| What to produce |
List each line of the records below that contains the word "JSON".

| Data rows |
## Start

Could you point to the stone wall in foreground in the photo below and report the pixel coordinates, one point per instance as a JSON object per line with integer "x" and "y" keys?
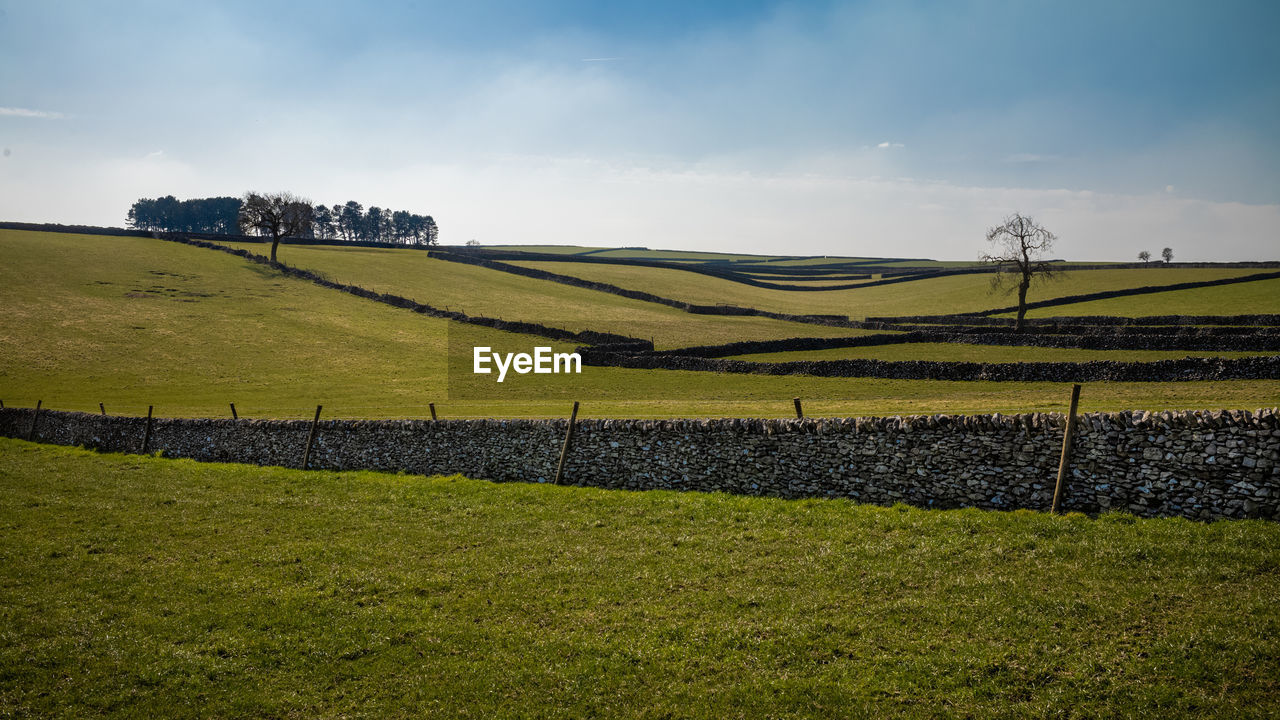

## End
## Start

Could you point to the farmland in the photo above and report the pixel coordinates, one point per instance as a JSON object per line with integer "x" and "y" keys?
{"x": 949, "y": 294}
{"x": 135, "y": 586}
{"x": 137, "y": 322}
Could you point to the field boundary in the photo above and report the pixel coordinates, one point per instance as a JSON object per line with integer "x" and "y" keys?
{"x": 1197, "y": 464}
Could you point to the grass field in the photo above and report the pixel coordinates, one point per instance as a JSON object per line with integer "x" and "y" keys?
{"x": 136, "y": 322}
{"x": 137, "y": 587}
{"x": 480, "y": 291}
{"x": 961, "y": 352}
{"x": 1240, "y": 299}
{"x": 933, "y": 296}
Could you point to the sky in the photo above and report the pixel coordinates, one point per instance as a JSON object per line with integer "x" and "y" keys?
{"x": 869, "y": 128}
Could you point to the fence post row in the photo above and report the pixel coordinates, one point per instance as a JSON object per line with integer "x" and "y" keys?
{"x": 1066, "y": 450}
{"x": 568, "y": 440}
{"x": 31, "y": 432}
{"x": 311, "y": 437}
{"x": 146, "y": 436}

## End
## Start

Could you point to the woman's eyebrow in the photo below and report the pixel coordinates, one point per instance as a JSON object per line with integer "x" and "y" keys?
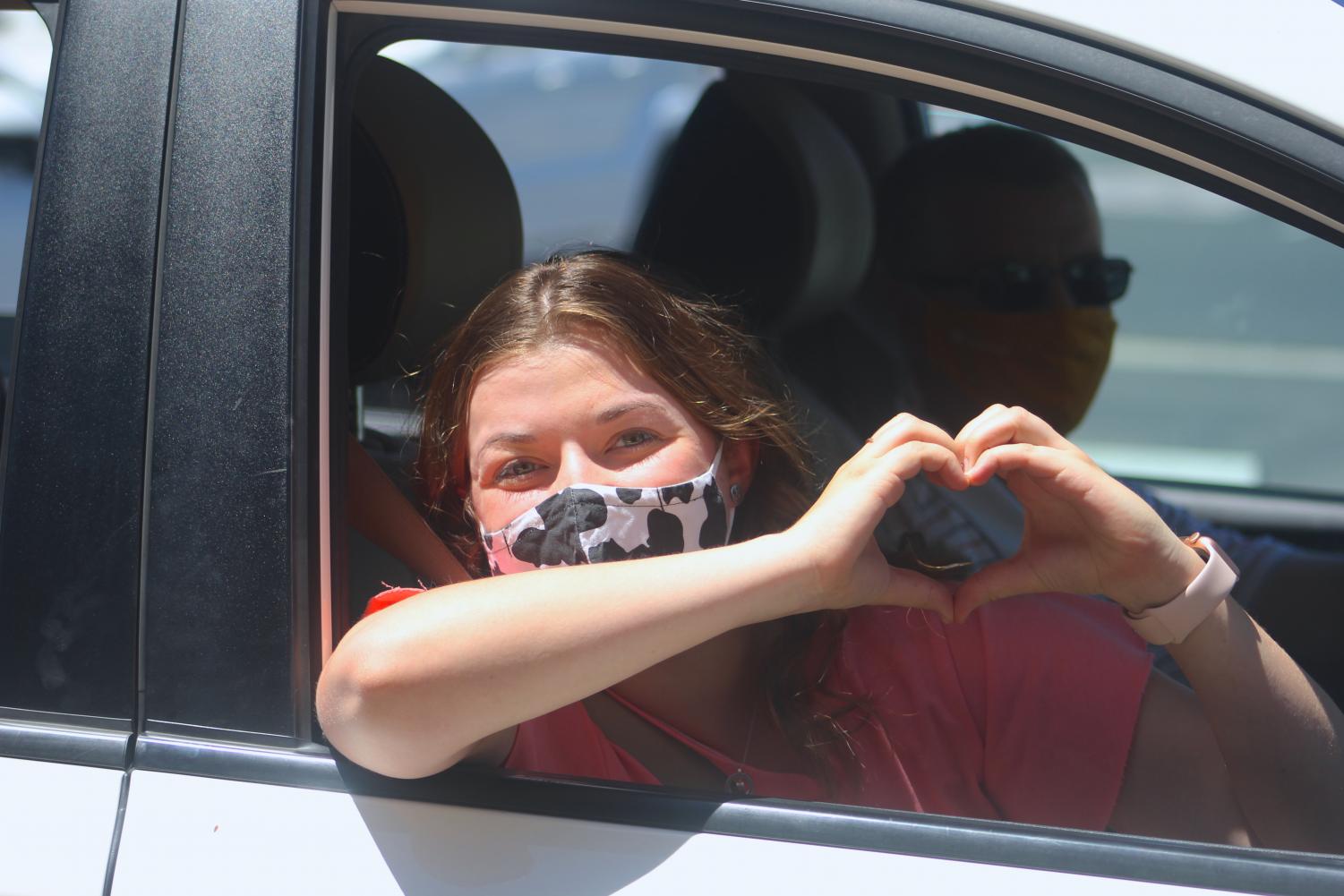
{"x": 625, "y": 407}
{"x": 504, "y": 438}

## End

| Task response |
Could you point to the stone wall in foreground in the photo below and report the pixel coordinates, one point per instance as a JSON object per line with integer "x" and "y" keys?
Could you point to the farmland in the photo above and report the pixel coordinates, one point per instance as a JSON object per line with integer "x" and "y" keys?
Could you point to the field boundary in the photo above and report the pixel coordinates, one point per instance as a JSON object per line with integer "x" and "y" keys?
Could you point to the grass field in the photo above and report the pixel coordinates, one point per instance as a JSON object per line with integer "x" and "y" keys?
Could you point to the sky in the photo above and report the pixel coordinates, one point per instance as a JSON object per line with integer "x" and "y" keys?
Could you point to the fence post row in the photo above and report the pixel coordinates, one point per instance as a JSON object per line with integer "x" and "y" keys?
Could you point to the woman's eyebrow in the photo below and report the pixel coordinates, one point per instance as a JSON object per line with integer "x" and "y" keys?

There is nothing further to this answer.